Data extracted from a collection
-=-=-
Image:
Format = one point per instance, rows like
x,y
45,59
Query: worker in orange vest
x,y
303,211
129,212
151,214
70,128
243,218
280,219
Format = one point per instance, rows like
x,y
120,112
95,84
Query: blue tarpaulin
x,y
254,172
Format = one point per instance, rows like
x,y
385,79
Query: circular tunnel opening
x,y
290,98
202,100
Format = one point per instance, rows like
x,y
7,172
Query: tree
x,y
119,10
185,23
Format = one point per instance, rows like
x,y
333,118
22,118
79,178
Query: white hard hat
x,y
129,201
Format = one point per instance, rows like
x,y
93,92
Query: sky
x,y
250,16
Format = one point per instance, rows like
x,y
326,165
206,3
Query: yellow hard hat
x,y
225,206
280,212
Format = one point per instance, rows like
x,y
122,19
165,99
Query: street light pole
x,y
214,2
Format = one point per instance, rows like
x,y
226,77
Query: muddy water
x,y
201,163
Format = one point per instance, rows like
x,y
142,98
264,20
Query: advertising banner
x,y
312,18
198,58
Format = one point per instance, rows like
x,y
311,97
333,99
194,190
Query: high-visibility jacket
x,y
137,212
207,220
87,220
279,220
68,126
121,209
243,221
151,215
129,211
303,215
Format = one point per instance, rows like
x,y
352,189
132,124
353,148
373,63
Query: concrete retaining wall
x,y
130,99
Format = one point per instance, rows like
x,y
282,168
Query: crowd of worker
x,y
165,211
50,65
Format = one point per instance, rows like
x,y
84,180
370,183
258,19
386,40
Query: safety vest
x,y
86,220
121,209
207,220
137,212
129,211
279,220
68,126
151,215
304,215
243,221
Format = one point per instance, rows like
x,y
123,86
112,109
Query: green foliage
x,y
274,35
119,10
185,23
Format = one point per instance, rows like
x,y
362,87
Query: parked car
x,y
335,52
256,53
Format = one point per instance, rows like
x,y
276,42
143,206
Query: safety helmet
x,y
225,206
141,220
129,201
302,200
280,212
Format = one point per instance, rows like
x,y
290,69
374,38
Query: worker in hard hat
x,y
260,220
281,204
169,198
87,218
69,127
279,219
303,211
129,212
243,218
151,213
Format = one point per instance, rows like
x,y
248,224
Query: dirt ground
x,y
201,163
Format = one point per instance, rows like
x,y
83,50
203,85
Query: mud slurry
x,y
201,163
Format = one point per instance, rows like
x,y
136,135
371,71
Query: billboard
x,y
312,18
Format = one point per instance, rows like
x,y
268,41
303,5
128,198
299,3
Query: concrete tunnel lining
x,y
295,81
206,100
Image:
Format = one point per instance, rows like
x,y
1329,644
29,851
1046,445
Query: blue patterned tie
-=-=-
_What you will do_: List every line of the material above that contains the string "tunnel", copying each line in full. Case counts, so count only matches with the same capitalization.

_In response_:
Query: circular tunnel opening
Query: concrete tunnel lining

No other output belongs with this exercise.